● **Reading text**:
....................
Sunday, February 25, 2007

Singing My Praises

I've been going through a spell of doing nothing. Other than work (which I admit tends to be substantial since I'm teaching an overload and one of my classes is a time-intensive online class) I've been doing very little. Every evening when I get home, I'd just sit and watch TV for my two or three hours before bedtime. Even when I'd get up after eight or nine hours of sleep, I'd feel tired.

Then on the weekends, I'd take a couple of naps each day and watch TV (around my required shopping and dish-washing and meal-cooking.) I'd blame my laziness on my back. I'd try to take walks, but my lower back and left hip would ache and ping so that I'd finally give up and limp home. But it also seemed the more I lay around, the worse my back hurt.

Then toward the end of 2006, in trying to use up my medical account (I'd miscalculated what we would need, and we still had a couple of thousand dollars to use up) I went to the doctor for my back.
....................
● **Requirement 1**:
Update the post on doing nothing, starting at "Singing My Praises" and ending at "I'd feel tired.", with "evening" replaced by "night".
● **Requirement 2**:
According to the post on doing nothing, how long did the writer watch TV each evening before bedtime?

● **Stored data**:
....................
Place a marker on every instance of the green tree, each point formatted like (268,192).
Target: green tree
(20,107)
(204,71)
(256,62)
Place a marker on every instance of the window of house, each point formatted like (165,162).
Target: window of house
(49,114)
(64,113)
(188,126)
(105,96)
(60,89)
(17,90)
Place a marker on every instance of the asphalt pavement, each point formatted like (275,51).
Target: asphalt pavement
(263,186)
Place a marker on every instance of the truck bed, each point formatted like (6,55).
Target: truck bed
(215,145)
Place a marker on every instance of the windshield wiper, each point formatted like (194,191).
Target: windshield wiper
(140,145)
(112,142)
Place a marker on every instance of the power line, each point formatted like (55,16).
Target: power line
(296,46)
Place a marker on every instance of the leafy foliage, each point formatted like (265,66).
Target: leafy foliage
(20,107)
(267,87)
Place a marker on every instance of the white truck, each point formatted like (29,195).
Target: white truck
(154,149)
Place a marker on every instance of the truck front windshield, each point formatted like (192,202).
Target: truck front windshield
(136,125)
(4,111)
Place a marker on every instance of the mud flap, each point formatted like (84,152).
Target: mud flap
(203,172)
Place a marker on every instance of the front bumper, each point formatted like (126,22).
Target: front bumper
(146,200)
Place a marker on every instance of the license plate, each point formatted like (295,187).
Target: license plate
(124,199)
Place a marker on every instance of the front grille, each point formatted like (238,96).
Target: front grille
....................
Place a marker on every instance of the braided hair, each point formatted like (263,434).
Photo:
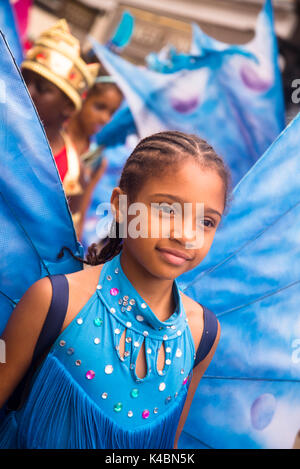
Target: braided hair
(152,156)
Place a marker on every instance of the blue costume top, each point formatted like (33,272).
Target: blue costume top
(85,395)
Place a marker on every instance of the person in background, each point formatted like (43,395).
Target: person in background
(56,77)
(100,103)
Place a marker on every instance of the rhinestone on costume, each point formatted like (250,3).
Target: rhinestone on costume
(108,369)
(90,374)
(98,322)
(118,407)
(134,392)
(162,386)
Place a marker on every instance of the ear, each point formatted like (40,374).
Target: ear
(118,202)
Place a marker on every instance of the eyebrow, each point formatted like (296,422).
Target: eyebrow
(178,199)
....................
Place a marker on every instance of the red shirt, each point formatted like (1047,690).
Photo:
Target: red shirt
....................
● **Written reply 1**:
Singing My Praises

I've been going through a spell of doing nothing. Other than work (which I admit tends to be substantial since I'm teaching an overload and one of my classes is a time-intensive online class) I've been doing very little. Every night when I get home, I'd just sit and watch TV for my two or three hours before bedtime. Even when I'd get up after eight or nine hours of sleep, I'd feel tired.

● **Written reply 2**:
Two or three hours.